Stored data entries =
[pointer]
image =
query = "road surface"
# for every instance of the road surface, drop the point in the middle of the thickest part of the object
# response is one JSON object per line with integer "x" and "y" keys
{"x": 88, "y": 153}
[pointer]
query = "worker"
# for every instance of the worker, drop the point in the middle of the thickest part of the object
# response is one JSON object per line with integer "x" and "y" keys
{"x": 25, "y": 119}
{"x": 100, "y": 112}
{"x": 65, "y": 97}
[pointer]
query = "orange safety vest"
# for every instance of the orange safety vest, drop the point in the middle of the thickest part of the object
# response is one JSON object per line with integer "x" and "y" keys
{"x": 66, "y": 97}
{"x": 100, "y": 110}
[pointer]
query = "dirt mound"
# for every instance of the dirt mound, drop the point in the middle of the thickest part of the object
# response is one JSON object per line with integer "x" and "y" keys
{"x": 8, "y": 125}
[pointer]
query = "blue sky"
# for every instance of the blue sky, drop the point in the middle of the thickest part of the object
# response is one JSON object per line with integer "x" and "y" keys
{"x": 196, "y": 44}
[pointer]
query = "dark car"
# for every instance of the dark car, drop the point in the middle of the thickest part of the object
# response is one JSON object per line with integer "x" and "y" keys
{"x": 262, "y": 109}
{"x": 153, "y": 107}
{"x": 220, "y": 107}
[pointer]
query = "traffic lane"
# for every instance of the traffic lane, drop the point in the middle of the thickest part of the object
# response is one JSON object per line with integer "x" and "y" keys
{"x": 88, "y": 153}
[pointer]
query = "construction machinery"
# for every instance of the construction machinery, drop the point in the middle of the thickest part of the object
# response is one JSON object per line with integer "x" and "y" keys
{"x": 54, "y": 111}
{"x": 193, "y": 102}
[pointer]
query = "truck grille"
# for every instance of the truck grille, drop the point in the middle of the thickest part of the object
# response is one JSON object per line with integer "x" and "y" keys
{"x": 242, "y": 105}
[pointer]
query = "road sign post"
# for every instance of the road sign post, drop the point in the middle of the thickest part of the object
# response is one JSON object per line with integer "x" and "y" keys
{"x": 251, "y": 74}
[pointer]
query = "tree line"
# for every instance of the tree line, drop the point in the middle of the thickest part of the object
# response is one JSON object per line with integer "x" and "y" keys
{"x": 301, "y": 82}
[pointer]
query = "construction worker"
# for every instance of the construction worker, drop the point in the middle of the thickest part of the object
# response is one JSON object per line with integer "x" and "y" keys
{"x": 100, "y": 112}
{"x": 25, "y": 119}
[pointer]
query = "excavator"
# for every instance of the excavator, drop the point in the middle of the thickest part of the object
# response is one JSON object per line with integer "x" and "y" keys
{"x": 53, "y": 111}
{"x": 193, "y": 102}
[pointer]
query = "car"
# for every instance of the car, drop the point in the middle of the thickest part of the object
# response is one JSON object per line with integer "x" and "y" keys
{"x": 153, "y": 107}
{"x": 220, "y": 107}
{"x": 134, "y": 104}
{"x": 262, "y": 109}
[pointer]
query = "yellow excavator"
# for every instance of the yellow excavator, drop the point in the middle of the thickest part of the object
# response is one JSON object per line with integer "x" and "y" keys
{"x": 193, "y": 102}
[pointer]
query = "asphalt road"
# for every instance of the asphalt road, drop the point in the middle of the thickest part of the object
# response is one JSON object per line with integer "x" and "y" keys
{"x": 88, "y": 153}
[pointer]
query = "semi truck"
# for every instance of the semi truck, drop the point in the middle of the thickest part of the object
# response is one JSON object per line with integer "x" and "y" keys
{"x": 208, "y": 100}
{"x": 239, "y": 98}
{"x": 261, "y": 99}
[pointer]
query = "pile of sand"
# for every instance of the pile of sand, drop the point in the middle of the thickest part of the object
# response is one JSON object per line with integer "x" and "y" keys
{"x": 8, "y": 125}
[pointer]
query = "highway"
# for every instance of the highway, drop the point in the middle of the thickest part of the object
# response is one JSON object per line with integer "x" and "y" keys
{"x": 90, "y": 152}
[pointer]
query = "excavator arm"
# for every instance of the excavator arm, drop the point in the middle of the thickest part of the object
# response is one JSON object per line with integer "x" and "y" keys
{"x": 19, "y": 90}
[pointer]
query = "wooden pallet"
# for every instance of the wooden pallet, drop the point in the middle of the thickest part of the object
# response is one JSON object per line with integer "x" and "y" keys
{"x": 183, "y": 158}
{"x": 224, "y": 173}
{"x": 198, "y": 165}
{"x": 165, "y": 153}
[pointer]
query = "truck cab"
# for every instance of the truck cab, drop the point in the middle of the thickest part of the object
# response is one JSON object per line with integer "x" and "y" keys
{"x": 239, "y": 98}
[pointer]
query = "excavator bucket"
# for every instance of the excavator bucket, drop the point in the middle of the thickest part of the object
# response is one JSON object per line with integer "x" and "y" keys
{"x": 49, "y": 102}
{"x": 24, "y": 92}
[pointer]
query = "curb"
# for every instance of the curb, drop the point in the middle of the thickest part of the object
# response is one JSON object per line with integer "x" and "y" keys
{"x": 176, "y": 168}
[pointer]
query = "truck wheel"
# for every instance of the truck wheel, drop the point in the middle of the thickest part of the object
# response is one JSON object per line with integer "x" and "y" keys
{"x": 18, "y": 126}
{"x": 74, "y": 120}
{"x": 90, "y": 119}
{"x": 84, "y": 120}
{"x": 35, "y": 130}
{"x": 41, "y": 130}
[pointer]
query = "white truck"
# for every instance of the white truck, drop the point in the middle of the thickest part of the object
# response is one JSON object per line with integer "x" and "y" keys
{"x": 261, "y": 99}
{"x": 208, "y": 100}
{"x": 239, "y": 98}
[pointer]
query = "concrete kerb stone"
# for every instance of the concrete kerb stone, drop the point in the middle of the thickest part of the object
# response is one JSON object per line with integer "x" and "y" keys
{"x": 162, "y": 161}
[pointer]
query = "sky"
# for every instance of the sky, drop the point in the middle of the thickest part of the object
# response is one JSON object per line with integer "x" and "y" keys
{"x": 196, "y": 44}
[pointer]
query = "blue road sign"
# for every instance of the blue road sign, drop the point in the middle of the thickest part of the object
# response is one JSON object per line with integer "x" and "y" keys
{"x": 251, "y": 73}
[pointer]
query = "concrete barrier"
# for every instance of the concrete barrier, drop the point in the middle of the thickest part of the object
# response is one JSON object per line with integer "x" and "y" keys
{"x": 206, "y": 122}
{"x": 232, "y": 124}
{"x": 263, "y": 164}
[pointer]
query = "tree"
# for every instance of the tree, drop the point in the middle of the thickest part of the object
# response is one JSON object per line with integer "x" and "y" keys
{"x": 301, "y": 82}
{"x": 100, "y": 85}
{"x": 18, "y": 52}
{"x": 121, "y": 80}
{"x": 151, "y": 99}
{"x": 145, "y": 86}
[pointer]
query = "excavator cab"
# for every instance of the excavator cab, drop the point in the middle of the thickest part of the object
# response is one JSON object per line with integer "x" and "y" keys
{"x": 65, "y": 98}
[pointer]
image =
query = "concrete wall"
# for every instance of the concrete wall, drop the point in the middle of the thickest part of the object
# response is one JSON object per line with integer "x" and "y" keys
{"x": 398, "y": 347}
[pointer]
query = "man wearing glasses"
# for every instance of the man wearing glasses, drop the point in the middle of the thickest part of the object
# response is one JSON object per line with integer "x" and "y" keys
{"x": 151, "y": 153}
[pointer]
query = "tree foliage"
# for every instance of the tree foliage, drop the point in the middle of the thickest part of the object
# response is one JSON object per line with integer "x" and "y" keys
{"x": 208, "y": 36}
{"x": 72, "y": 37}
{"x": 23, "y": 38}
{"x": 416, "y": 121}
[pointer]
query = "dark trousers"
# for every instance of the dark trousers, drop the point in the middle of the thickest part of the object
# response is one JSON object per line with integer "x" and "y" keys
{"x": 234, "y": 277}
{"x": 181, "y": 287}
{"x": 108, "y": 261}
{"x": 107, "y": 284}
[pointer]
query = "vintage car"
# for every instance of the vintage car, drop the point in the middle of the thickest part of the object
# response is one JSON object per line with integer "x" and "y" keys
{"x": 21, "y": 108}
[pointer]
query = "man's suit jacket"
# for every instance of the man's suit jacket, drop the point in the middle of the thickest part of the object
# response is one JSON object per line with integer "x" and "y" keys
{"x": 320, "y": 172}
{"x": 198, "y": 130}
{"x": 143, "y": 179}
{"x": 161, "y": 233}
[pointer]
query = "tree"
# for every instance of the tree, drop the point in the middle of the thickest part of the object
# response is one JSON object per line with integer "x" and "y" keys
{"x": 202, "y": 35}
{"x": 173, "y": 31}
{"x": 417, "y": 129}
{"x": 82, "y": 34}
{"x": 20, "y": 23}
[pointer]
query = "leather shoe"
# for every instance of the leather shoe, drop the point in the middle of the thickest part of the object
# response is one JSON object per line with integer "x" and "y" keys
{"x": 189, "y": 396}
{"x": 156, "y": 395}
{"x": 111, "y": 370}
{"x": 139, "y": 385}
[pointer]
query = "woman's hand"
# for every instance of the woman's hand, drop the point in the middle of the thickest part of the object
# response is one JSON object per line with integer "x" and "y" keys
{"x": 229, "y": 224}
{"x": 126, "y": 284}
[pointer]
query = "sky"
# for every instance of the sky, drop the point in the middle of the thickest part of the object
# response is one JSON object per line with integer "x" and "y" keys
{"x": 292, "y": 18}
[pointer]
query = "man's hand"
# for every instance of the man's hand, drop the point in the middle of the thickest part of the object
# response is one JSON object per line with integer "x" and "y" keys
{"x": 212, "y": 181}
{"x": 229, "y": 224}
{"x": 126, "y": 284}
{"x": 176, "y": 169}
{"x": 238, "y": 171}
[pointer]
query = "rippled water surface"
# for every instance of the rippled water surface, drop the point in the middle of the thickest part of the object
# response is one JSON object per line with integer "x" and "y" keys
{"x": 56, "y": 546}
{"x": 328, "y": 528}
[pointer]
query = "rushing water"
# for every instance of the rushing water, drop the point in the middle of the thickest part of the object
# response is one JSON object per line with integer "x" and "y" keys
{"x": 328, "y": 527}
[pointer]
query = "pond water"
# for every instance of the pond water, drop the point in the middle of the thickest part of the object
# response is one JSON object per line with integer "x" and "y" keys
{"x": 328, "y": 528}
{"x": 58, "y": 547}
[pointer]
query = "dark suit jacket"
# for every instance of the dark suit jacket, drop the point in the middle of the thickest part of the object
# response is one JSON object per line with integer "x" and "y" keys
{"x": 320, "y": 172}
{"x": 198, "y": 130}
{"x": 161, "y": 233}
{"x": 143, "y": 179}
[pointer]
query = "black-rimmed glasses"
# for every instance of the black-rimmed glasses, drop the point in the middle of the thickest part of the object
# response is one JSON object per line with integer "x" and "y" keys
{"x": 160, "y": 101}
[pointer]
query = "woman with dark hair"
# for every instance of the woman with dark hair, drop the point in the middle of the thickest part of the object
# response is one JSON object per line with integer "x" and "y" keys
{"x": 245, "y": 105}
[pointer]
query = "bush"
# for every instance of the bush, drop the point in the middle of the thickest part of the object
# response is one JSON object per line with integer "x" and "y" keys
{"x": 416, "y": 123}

--

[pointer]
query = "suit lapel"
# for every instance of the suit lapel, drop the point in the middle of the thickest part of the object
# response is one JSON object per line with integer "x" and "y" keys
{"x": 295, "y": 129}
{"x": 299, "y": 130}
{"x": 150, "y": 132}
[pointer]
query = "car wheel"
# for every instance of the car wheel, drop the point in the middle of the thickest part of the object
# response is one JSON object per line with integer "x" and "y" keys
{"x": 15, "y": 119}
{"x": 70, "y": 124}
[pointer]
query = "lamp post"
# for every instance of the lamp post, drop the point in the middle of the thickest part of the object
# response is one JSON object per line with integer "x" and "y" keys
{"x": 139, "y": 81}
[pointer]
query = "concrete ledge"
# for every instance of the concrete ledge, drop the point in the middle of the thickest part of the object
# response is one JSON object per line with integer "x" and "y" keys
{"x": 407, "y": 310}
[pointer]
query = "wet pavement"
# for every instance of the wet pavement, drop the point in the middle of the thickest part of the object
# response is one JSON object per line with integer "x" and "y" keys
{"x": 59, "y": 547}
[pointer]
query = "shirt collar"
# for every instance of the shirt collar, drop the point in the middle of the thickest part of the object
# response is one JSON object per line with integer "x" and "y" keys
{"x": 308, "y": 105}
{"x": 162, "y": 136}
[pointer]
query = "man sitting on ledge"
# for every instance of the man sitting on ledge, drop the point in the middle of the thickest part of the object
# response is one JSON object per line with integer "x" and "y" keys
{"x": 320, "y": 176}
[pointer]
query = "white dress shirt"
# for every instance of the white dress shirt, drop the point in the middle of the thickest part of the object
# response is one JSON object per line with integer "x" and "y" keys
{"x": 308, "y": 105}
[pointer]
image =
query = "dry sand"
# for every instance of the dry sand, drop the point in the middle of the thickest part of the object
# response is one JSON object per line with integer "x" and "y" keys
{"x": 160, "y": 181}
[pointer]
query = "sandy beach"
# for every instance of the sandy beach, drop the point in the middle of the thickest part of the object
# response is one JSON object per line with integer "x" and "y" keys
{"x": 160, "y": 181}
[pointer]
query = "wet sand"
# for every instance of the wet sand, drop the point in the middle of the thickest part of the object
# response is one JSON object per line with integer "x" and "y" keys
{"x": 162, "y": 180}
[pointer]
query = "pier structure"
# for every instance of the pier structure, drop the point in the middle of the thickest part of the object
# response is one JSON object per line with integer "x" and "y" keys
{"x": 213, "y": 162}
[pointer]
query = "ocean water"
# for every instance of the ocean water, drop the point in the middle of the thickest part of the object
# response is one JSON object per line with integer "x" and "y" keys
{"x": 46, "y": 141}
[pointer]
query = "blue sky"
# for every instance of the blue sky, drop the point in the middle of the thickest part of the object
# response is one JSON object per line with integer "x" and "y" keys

---

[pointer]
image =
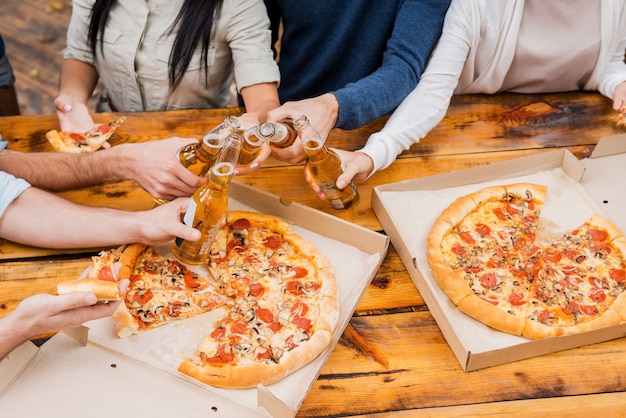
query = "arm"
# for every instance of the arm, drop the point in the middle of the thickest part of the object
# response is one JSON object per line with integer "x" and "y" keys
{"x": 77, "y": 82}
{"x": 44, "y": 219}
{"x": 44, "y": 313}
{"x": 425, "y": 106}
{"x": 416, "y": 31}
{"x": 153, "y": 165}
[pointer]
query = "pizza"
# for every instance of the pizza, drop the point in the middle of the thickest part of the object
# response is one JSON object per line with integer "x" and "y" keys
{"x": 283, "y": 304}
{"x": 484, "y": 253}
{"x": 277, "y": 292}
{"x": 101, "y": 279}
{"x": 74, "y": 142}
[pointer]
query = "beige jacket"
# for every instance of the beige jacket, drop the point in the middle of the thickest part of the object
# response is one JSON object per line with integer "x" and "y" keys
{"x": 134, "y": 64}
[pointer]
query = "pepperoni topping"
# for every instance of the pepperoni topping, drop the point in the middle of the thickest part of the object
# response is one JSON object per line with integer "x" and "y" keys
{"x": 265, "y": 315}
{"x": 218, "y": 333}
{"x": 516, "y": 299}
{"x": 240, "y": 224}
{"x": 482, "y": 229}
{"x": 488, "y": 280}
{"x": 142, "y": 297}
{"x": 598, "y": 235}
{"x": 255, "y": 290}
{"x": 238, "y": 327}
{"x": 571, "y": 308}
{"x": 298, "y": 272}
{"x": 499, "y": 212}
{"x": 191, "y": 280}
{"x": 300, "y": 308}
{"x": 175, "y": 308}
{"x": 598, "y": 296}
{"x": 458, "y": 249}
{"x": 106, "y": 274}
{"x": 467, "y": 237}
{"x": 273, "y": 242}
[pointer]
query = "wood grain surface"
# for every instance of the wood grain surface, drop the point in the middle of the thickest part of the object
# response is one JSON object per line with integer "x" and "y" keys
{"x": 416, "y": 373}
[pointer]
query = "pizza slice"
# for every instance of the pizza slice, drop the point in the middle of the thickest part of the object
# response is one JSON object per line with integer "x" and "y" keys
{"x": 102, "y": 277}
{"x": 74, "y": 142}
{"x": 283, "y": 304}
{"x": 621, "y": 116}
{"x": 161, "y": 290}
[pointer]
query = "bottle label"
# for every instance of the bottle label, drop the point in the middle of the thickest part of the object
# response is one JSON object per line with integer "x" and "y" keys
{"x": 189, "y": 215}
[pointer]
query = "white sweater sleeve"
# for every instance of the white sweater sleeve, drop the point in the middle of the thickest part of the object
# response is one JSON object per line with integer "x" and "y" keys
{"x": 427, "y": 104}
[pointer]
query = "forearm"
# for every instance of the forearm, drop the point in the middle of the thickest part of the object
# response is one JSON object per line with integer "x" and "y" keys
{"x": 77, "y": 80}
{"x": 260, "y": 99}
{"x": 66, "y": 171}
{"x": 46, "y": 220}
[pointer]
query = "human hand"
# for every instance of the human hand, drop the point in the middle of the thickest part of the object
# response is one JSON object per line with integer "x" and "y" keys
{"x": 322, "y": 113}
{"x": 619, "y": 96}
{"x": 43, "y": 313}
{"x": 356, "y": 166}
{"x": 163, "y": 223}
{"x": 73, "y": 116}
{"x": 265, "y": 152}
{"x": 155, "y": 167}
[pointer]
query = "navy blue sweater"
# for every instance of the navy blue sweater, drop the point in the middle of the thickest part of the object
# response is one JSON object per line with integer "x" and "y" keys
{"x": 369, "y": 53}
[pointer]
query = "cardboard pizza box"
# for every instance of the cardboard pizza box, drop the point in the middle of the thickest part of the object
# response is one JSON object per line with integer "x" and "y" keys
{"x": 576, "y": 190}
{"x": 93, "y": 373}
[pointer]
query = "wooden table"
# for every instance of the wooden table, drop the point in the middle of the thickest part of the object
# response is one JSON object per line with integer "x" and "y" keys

GIVEN TASK = Please pull out every line of the listing above that contains the string "beach", treating uppercase and lowercase as different.

RESPONSE TO THIS TASK =
query = "sandy beach"
# for every instance of the sandy beach, drop the point in the middle of the thickest part of the object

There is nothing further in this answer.